▶ [GIVEN DATA]
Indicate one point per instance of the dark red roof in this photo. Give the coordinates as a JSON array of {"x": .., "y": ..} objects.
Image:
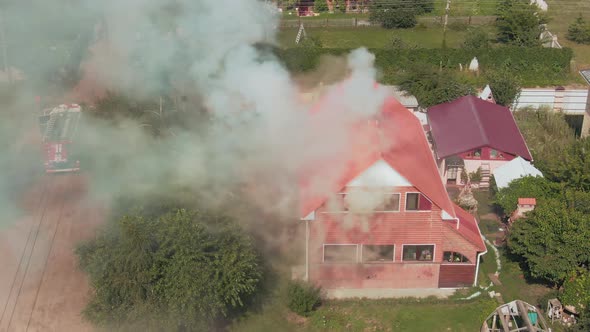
[
  {"x": 397, "y": 137},
  {"x": 527, "y": 201},
  {"x": 468, "y": 227},
  {"x": 469, "y": 123}
]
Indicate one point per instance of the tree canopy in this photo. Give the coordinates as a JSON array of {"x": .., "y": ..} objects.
[
  {"x": 505, "y": 87},
  {"x": 579, "y": 31},
  {"x": 520, "y": 23},
  {"x": 181, "y": 270},
  {"x": 553, "y": 240},
  {"x": 528, "y": 186},
  {"x": 432, "y": 87},
  {"x": 546, "y": 134},
  {"x": 398, "y": 13}
]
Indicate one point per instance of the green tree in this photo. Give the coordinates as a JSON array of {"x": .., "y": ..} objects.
[
  {"x": 528, "y": 186},
  {"x": 180, "y": 271},
  {"x": 393, "y": 14},
  {"x": 505, "y": 86},
  {"x": 476, "y": 38},
  {"x": 432, "y": 87},
  {"x": 320, "y": 6},
  {"x": 520, "y": 23},
  {"x": 572, "y": 165},
  {"x": 552, "y": 240},
  {"x": 579, "y": 31},
  {"x": 546, "y": 133},
  {"x": 576, "y": 289}
]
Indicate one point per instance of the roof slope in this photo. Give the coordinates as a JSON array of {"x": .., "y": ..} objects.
[
  {"x": 469, "y": 123},
  {"x": 468, "y": 228},
  {"x": 512, "y": 170},
  {"x": 395, "y": 136}
]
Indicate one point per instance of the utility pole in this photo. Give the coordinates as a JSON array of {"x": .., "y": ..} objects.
[
  {"x": 3, "y": 41},
  {"x": 447, "y": 9},
  {"x": 447, "y": 15}
]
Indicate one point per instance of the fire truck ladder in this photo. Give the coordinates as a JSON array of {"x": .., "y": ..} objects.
[{"x": 49, "y": 127}]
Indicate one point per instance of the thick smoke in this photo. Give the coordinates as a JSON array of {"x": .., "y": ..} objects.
[{"x": 258, "y": 136}]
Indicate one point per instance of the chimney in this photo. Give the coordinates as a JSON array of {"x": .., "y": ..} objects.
[{"x": 559, "y": 96}]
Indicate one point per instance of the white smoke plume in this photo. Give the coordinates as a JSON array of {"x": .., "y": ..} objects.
[{"x": 260, "y": 133}]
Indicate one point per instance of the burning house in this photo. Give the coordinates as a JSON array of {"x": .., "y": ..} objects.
[{"x": 387, "y": 221}]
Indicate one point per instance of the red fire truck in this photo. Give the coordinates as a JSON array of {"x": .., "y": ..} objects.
[{"x": 58, "y": 126}]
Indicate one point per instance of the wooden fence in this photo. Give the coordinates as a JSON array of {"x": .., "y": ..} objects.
[{"x": 355, "y": 22}]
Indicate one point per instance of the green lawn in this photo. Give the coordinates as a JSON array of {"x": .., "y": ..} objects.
[
  {"x": 561, "y": 16},
  {"x": 375, "y": 315},
  {"x": 373, "y": 37}
]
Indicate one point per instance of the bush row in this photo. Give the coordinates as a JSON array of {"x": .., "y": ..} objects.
[{"x": 534, "y": 66}]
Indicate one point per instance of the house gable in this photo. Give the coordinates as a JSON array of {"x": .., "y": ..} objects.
[{"x": 380, "y": 174}]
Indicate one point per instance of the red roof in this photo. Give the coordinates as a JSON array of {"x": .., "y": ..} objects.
[
  {"x": 397, "y": 137},
  {"x": 468, "y": 228},
  {"x": 527, "y": 201},
  {"x": 469, "y": 123}
]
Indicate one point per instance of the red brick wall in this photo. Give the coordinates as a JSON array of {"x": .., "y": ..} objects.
[
  {"x": 387, "y": 228},
  {"x": 486, "y": 155}
]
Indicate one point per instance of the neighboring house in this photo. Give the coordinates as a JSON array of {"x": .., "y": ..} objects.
[
  {"x": 515, "y": 169},
  {"x": 573, "y": 102},
  {"x": 409, "y": 101},
  {"x": 383, "y": 219},
  {"x": 470, "y": 134},
  {"x": 524, "y": 205},
  {"x": 487, "y": 95}
]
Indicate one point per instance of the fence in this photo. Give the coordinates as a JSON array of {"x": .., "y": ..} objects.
[{"x": 355, "y": 22}]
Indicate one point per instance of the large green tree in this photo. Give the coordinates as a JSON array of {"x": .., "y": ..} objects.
[
  {"x": 432, "y": 87},
  {"x": 505, "y": 86},
  {"x": 579, "y": 31},
  {"x": 553, "y": 240},
  {"x": 182, "y": 270},
  {"x": 546, "y": 134},
  {"x": 528, "y": 186},
  {"x": 520, "y": 23},
  {"x": 572, "y": 165},
  {"x": 576, "y": 289},
  {"x": 393, "y": 14}
]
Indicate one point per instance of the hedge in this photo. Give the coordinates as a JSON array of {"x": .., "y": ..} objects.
[{"x": 534, "y": 66}]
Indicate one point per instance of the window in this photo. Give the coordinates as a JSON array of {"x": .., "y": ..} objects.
[
  {"x": 452, "y": 172},
  {"x": 337, "y": 203},
  {"x": 477, "y": 153},
  {"x": 418, "y": 253},
  {"x": 454, "y": 257},
  {"x": 374, "y": 253},
  {"x": 391, "y": 203},
  {"x": 417, "y": 202},
  {"x": 340, "y": 253}
]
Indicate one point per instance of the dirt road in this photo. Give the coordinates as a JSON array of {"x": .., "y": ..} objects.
[{"x": 41, "y": 287}]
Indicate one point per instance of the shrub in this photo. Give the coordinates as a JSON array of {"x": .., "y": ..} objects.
[
  {"x": 579, "y": 31},
  {"x": 475, "y": 176},
  {"x": 505, "y": 87},
  {"x": 476, "y": 38},
  {"x": 303, "y": 298},
  {"x": 320, "y": 6}
]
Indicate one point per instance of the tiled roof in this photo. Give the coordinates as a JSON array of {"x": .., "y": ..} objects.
[
  {"x": 469, "y": 123},
  {"x": 397, "y": 137},
  {"x": 527, "y": 201}
]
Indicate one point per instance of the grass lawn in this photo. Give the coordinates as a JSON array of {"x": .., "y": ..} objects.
[
  {"x": 375, "y": 315},
  {"x": 374, "y": 37},
  {"x": 562, "y": 15}
]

▶ [THE TASK]
The line containing "Indicate one point per instance of the dirt" and every line after it, through the end of the records, should be repeated exactly and alone.

▶ [OUTPUT OF THE TASK]
Indicate one point per instance of the dirt road in this photo. Give the coordinates as a JSON array of {"x": .., "y": ..} objects.
[{"x": 41, "y": 287}]
Indicate one point per instance of the shrub in this photo. Give the coordinates as a JSON array of {"x": .., "y": ..} objects.
[
  {"x": 579, "y": 31},
  {"x": 475, "y": 176},
  {"x": 505, "y": 87},
  {"x": 476, "y": 38},
  {"x": 303, "y": 298},
  {"x": 320, "y": 6}
]
Indicate one point per instance of the tiled roof in this photo. Give the coordinates as a JSON array of {"x": .., "y": ..} objects.
[
  {"x": 469, "y": 123},
  {"x": 397, "y": 137},
  {"x": 527, "y": 201}
]
Indicate one point per instance of the grass lawn in this photo. Give the coordinates as a JSON array of {"x": .., "y": ..} objects.
[
  {"x": 375, "y": 315},
  {"x": 374, "y": 37},
  {"x": 562, "y": 15}
]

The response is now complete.